[The task]:
When the material ends, stop; until then, set down every line exactly.
====== Recorded data ======
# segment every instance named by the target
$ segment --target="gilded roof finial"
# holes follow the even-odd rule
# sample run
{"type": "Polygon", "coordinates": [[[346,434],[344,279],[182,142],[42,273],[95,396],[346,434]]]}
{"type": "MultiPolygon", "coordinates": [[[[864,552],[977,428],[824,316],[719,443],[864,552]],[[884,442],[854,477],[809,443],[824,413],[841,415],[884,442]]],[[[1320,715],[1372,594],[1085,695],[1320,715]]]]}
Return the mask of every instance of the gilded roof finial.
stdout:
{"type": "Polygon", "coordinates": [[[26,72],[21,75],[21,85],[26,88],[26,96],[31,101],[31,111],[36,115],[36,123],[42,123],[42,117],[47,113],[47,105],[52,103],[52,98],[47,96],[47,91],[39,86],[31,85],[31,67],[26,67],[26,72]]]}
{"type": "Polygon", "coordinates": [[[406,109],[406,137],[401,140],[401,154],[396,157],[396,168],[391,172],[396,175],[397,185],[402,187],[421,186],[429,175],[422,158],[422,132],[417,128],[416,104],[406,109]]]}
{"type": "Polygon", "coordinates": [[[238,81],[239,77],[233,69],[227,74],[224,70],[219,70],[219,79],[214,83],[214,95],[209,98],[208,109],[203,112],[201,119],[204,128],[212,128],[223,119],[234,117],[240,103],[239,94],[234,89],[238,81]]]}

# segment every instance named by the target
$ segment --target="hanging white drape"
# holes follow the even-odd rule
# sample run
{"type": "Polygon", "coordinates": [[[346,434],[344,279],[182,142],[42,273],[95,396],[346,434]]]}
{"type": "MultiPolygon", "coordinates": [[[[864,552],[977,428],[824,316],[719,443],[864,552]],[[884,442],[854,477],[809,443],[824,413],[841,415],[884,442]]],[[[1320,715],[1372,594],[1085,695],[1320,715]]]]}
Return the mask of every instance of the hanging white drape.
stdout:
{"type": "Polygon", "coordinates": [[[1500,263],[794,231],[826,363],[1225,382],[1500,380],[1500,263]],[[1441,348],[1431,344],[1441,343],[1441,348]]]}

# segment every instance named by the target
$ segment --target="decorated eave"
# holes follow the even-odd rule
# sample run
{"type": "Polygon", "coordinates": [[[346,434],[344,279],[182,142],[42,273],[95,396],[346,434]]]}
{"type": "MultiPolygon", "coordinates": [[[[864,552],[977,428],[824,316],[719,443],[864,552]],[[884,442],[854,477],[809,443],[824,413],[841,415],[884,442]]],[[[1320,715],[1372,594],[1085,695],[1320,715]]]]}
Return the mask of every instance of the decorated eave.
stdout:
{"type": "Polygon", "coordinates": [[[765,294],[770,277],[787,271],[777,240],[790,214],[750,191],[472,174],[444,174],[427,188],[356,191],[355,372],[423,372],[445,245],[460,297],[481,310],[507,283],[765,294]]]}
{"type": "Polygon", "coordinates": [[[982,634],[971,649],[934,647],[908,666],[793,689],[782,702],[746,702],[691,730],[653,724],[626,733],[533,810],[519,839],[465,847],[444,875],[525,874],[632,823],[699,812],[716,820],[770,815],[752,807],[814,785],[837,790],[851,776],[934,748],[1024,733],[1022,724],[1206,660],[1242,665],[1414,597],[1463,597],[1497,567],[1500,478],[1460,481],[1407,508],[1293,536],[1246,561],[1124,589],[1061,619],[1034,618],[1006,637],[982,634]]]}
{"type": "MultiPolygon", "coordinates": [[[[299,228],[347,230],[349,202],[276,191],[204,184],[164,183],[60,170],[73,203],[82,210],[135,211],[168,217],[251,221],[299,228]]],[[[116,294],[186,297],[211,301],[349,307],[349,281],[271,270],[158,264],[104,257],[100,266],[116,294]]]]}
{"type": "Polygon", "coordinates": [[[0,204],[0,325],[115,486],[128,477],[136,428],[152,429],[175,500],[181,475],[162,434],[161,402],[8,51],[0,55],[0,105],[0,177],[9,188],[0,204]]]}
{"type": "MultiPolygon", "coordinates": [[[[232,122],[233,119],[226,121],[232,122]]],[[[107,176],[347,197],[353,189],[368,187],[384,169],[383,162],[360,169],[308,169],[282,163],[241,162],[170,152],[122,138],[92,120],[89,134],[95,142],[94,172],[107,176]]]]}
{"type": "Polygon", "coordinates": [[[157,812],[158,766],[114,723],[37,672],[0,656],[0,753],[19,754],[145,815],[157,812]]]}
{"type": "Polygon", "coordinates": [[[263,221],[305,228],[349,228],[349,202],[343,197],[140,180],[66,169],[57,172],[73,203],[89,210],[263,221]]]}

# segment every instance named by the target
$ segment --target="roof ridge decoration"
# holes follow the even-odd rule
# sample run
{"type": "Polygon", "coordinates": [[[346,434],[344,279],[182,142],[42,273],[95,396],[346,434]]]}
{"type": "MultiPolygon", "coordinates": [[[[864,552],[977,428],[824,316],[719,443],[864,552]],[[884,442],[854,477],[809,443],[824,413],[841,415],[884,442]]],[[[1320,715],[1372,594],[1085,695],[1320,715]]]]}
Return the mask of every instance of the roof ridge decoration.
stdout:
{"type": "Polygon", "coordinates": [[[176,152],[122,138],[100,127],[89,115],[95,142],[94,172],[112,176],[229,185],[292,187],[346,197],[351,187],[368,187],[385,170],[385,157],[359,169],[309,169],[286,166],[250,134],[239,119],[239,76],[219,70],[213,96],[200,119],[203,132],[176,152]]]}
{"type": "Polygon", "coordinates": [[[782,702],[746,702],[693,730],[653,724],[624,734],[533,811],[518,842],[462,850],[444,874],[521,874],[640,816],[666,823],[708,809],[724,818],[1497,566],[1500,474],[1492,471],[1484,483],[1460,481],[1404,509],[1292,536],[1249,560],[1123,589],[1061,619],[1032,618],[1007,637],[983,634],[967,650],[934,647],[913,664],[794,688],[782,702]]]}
======
[Answer box]:
# segment every instance named by the target
$ segment --target="gilded roof finial"
# holes follow the even-odd rule
# sample run
{"type": "Polygon", "coordinates": [[[346,434],[344,279],[182,142],[42,273],[95,396],[346,434]]]}
{"type": "MultiPolygon", "coordinates": [[[[864,552],[977,428],[824,316],[719,443],[864,552]],[[884,442],[854,477],[809,443],[824,413],[841,415],[884,442]]],[[[1320,715],[1372,594],[1085,695],[1320,715]]]]}
Return the mask of every instance of the gilded roof finial.
stdout:
{"type": "Polygon", "coordinates": [[[26,72],[21,75],[21,85],[26,88],[26,96],[31,101],[31,111],[36,115],[36,123],[42,123],[42,117],[47,113],[47,105],[52,103],[52,98],[47,96],[47,91],[39,86],[31,85],[31,67],[26,67],[26,72]]]}
{"type": "Polygon", "coordinates": [[[406,109],[406,137],[401,140],[401,154],[396,157],[396,168],[391,172],[396,175],[397,185],[402,187],[421,186],[429,175],[422,158],[422,132],[417,128],[416,104],[406,109]]]}
{"type": "Polygon", "coordinates": [[[238,81],[239,77],[233,69],[227,74],[224,70],[219,70],[219,79],[214,83],[214,95],[209,98],[208,109],[203,112],[201,119],[204,128],[212,128],[223,119],[234,117],[240,103],[239,94],[234,89],[238,81]]]}

# segment every instance named by the target
$ segment --target="hanging white drape"
# holes follow the even-odd rule
# sample run
{"type": "Polygon", "coordinates": [[[346,434],[344,279],[182,142],[42,273],[95,396],[346,434]]]}
{"type": "MultiPolygon", "coordinates": [[[[864,552],[977,428],[824,316],[719,443],[864,552]],[[884,442],[854,477],[809,443],[824,413],[841,415],[884,442]]],[[[1320,715],[1372,594],[1085,695],[1320,715]]]]}
Return the mask of every instance of the hanging white drape.
stdout:
{"type": "Polygon", "coordinates": [[[1500,263],[794,231],[826,363],[1225,382],[1500,380],[1500,263]],[[1441,348],[1431,344],[1441,343],[1441,348]]]}

# segment every instance named by the target
$ segment --target="decorated eave"
# holes follow the even-odd rule
# sample run
{"type": "Polygon", "coordinates": [[[346,434],[344,279],[182,142],[42,273],[95,396],[346,434]]]}
{"type": "MultiPolygon", "coordinates": [[[[864,552],[977,428],[824,316],[719,443],[864,552]],[[884,442],[854,477],[809,443],[824,413],[841,415],[884,442]]],[[[1320,715],[1372,594],[1085,695],[1320,715]]]]}
Return the mask of every instance of the decorated eave.
stdout:
{"type": "Polygon", "coordinates": [[[765,294],[770,277],[787,271],[777,240],[790,214],[750,191],[472,174],[444,174],[427,188],[356,191],[355,372],[423,372],[445,245],[460,297],[481,310],[507,283],[765,294]]]}
{"type": "Polygon", "coordinates": [[[982,634],[971,649],[934,647],[908,666],[793,689],[782,702],[746,702],[691,730],[653,724],[626,733],[533,810],[519,839],[465,847],[444,875],[525,874],[632,823],[699,812],[716,820],[770,815],[752,807],[814,785],[837,790],[851,776],[934,748],[1024,733],[1022,724],[1206,660],[1242,665],[1414,597],[1463,597],[1497,567],[1500,478],[1460,481],[1407,508],[1293,536],[1246,561],[1124,589],[1061,619],[1034,618],[1006,637],[982,634]]]}
{"type": "MultiPolygon", "coordinates": [[[[299,228],[347,230],[349,202],[276,191],[204,184],[164,183],[60,170],[73,203],[82,210],[135,211],[168,217],[251,221],[299,228]]],[[[116,294],[186,297],[211,301],[349,307],[349,281],[271,270],[158,264],[104,257],[100,266],[116,294]]]]}
{"type": "Polygon", "coordinates": [[[0,204],[0,325],[115,486],[128,477],[136,428],[152,429],[175,500],[181,475],[162,434],[161,402],[8,51],[0,55],[0,105],[0,177],[9,188],[0,204]]]}
{"type": "MultiPolygon", "coordinates": [[[[232,122],[233,119],[226,121],[232,122]]],[[[107,176],[347,197],[353,189],[368,187],[384,169],[383,162],[360,169],[308,169],[282,163],[241,162],[170,152],[122,138],[92,120],[89,134],[95,142],[94,172],[107,176]]]]}
{"type": "Polygon", "coordinates": [[[157,812],[158,766],[114,723],[37,672],[0,656],[0,753],[19,754],[145,815],[157,812]]]}
{"type": "Polygon", "coordinates": [[[263,221],[305,228],[349,228],[349,202],[343,197],[140,180],[66,169],[57,172],[73,203],[89,210],[263,221]]]}

# segment every instance named by the target
$ segment --target="roof ridge decoration"
# holes follow the even-odd rule
# sample run
{"type": "Polygon", "coordinates": [[[346,434],[344,279],[182,142],[42,273],[95,396],[346,434]]]}
{"type": "MultiPolygon", "coordinates": [[[[864,552],[977,428],[824,316],[719,443],[864,552]],[[884,442],[854,477],[809,443],[824,413],[841,415],[884,442]]],[[[1320,715],[1372,594],[1085,695],[1320,715]]]]}
Return the mask of every instance of the roof ridge decoration.
stdout:
{"type": "Polygon", "coordinates": [[[176,152],[122,138],[100,127],[89,115],[95,142],[94,172],[112,176],[229,185],[292,187],[346,197],[351,187],[368,187],[385,170],[385,157],[359,169],[309,169],[286,166],[250,134],[239,119],[239,76],[219,70],[213,96],[200,119],[203,132],[176,152]]]}
{"type": "Polygon", "coordinates": [[[782,702],[746,702],[693,730],[653,724],[624,734],[533,811],[518,842],[462,850],[444,874],[521,874],[640,816],[666,823],[708,809],[724,818],[1497,566],[1500,474],[1492,471],[1484,483],[1460,481],[1404,509],[1292,536],[1249,560],[1123,589],[1061,619],[1032,618],[1007,637],[983,634],[967,650],[934,647],[913,664],[794,688],[782,702]]]}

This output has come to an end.